**Text block**:

● ● ● ● ●

In the active model, macrophages are seen throughout the kidney, but not in transferred disease. Global diffuse fibrin deposits characteristic of active EAG appear to be different, although difficult to assess. The model described by Wu et al. is phenotypically different in this and other respects (12). When urine antibodies and mAb’s from EAG rats are given to naive recipients, disease begins almost immediately and has the same phenotype characteristics as active EAG (5, 6). Disease development in the Wu et al. model is much slower (12).
Several outstanding questions about this new model remain. The timing of lymphocyte homing and glomerular damage needs to be defined more precisely, well before the 65-day mark, at which animals were sacrificed in this study (12). Histological studies are needed to determine whether other forms of kidney tissue damage accompany or even precede the onset of GN. Furthermore, Wu et al. indicate that no antibody is detected by immunofluorescence on tissue sections (12), but it will be important to determine whether GBM antibody levels are detectable in the circulation or in tissue eluates using Western blotting or ELISAs. The authors employed T cell lines derived from lymphocytes of EAG rats that had been maintained in culture but that required the presence of irradiated syngeneic thymocytes during culture. It would be important to document that these T cell lines are indeed specific only for the nephritogenic antigen. Mixed lymphocyte cultures, as well as skin transplant studies, should be done to document that the cells are indeed syngeneic and that a graft-versus-host reaction is not occurring.
As Wu et al. note, if this model is indeed purely T cell–dependent, linear peptides should induce EAG (12). We have shown that a nine–amino acid region of α3(IV)NC1, the nephritogenic antigen used in the present studies, is sufficient for EAG induction and have suggested that this is the T cell epitope that drives autoimmunity (11). Hence, it seems plausible that this sequence is responsible for activating the T cell line generated by Wu et al. (12), and perhaps also for Goodpasture syndrome, but this needs to be determined. If oral tolerance can be induced with that simple peptide, as has been shown with GBM and with recombinant α3(IV)NC1 domain, this epitope might be useful, either in native or in mutated form, to inactivate the pathogenic lymphocytes and suppress Goodpasture syndrome.
Given that antibody treatment clearly recapitulates important aspects of GN, the effect of this and, presumably, other T cell epitopes on antibody remains to be explored. The report of Wu et al. (12) brings us a step closer to understanding the role of T cells, but the interplay between CMI and humoral immunity still needs to be understood if we are to be able to apply specific directed therapies at this devastating process, perhaps directed to each arm of the immune system. The patient will be the beneficiary.

● ● ● ● ●

**To do**:
1. Return the part of the passage on the Wu et al. model that begins at the words "Given that antibody" and ends after the words "be the beneficiary.", keeping every word unchanged.
2. Answer these questions using the passage on the Wu et al. model:
(a) At what mark were the animals in the study sacrificed?
(b) How large is the region of α3(IV)NC1 shown to be sufficient for EAG induction?
(c) What did the T cell lines require during culture?
Work only from the text above.

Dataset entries
● ● ● ● ●

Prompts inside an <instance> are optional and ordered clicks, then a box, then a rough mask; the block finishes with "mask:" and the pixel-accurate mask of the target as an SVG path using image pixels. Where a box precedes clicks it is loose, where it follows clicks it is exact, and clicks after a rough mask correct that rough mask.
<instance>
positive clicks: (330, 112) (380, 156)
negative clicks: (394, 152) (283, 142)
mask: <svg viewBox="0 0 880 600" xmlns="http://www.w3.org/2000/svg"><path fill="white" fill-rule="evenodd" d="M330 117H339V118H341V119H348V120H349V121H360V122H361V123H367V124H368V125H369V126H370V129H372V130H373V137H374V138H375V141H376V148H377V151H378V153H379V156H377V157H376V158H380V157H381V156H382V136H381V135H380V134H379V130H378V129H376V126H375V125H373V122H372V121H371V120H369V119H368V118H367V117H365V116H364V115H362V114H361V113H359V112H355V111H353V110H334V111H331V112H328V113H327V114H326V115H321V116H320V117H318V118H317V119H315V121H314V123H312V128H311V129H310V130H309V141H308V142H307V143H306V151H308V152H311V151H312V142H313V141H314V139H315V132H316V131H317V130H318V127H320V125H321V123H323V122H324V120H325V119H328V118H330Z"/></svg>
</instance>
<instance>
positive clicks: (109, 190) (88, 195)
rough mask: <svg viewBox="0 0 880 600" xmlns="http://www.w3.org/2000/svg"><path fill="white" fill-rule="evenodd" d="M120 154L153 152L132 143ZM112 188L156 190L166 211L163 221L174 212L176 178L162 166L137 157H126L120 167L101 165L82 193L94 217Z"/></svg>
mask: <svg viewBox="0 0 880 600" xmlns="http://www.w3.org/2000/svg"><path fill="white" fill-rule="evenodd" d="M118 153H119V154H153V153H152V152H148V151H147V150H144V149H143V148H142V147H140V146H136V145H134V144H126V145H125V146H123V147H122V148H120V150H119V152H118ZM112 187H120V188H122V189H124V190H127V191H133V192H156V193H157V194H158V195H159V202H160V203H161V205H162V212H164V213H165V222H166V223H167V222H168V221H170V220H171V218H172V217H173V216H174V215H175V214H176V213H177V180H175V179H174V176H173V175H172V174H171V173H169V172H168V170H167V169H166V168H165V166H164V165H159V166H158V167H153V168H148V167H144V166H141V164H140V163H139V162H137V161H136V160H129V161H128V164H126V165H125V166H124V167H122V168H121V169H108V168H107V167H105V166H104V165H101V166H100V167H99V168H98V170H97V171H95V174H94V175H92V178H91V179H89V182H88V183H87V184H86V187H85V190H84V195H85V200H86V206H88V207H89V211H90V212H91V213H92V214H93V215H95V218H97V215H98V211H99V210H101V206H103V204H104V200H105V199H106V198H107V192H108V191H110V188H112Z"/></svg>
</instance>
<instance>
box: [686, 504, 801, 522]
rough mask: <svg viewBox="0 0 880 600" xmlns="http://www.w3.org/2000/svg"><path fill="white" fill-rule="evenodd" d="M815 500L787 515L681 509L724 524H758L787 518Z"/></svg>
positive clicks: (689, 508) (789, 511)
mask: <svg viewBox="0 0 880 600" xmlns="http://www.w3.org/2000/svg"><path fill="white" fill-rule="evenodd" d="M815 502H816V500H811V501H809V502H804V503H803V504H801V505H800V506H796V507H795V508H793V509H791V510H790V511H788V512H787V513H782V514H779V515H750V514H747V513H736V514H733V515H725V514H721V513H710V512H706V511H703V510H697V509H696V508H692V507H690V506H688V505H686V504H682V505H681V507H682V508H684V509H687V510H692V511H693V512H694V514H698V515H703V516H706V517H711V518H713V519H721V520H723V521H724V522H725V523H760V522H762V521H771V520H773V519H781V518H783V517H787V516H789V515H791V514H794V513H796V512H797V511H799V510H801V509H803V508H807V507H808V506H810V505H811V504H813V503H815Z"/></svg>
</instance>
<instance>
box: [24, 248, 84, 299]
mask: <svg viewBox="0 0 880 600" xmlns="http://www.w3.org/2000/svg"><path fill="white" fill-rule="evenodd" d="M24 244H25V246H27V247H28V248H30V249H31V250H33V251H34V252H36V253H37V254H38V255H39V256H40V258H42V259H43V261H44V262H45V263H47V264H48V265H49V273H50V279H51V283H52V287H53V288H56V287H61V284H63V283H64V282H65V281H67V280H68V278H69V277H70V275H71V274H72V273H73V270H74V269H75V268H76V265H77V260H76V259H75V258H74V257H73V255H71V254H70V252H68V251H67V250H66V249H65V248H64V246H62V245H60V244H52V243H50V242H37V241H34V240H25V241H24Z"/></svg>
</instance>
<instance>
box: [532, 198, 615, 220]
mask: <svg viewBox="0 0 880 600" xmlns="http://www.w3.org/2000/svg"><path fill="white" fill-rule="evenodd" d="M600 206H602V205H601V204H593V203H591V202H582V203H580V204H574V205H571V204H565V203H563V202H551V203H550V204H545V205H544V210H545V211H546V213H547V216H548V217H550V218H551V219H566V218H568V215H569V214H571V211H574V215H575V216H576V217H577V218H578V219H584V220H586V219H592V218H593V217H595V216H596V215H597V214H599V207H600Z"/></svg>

● ● ● ● ●

**Exercise solutions**:
1.
Given that antibody treatment clearly recapitulates important aspects of GN, the effect of this and, presumably, other T cell epitopes on antibody remains to be explored. The report of Wu et al. (12) brings us a step closer to understanding the role of T cells, but the interplay between CMI and humoral immunity still needs to be understood if we are to be able to apply specific directed therapies at this devastating process, perhaps directed to each arm of the immune system. The patient will be the beneficiary.

2.
(a) The 65-day mark.
(b) A nine–amino acid region.
(c) The presence of irradiated syngeneic thymocytes.